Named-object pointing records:
________
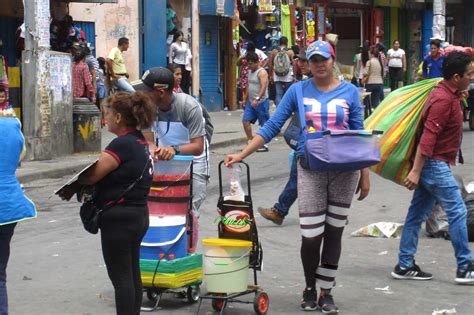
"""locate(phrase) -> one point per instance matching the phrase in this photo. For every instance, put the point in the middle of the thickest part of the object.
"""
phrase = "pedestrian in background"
(433, 63)
(116, 68)
(242, 63)
(324, 198)
(356, 68)
(281, 68)
(431, 175)
(179, 52)
(257, 105)
(397, 65)
(93, 66)
(373, 77)
(14, 205)
(81, 78)
(178, 76)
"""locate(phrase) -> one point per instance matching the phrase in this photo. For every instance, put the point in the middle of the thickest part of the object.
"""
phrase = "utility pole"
(439, 19)
(195, 48)
(36, 97)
________
- _Problem description_: Return every line of the data above character for character, omitting the pictures.

- _Result for this task_:
"""locate(phrase) -> one point per instance matching the phrase in this photo. For every instance, put the point in the middle of the thickest part of the object.
"""
phrase = "pedestrian in background"
(433, 63)
(116, 68)
(242, 63)
(324, 198)
(356, 68)
(281, 68)
(431, 175)
(179, 52)
(257, 105)
(397, 65)
(93, 66)
(373, 77)
(14, 205)
(81, 78)
(178, 76)
"""locate(phrase) -> one point per instance matching the phrase in this photo. For every instance, put the point in the middle of the thickest part of the object.
"""
phrase = "utility pole"
(439, 19)
(195, 48)
(36, 97)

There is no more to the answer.